EXERCISE
Extract every line of the data below that contains the word "navy".

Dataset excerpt
========================================================================

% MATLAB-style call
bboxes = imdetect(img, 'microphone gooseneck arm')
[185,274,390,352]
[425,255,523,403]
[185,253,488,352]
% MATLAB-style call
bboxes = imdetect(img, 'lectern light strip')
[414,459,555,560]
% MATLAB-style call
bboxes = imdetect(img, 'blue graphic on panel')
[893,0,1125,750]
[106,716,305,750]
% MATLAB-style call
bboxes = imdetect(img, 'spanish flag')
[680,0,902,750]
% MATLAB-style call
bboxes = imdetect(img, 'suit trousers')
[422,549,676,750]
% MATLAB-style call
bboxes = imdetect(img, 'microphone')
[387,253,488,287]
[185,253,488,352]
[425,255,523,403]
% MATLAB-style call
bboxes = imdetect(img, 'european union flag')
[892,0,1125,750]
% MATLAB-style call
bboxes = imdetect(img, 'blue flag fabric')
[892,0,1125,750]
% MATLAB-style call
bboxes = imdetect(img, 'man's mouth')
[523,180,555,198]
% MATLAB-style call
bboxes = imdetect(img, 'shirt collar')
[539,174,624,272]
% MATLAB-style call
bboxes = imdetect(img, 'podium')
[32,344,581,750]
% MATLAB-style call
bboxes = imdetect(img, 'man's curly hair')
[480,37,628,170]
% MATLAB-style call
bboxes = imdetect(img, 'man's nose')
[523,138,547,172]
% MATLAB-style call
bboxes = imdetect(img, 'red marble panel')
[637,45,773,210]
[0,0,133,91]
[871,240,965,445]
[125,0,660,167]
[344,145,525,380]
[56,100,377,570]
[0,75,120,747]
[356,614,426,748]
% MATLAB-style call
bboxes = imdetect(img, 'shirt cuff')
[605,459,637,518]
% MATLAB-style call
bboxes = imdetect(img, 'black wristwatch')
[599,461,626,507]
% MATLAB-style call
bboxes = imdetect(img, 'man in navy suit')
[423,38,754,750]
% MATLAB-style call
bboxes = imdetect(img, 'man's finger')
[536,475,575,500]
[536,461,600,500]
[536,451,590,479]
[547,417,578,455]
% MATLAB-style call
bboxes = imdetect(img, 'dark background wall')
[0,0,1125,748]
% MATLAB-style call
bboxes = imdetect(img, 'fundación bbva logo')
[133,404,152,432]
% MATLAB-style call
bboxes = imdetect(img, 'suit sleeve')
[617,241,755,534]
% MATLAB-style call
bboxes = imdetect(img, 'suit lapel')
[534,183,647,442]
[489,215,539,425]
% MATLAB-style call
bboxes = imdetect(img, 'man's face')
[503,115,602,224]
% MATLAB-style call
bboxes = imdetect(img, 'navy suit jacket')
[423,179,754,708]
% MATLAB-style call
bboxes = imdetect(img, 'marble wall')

========================================================================

RIGHT ANSWER
bboxes = imdetect(img, 'man in navy suit')
bboxes = imdetect(img, 'navy suit jacket')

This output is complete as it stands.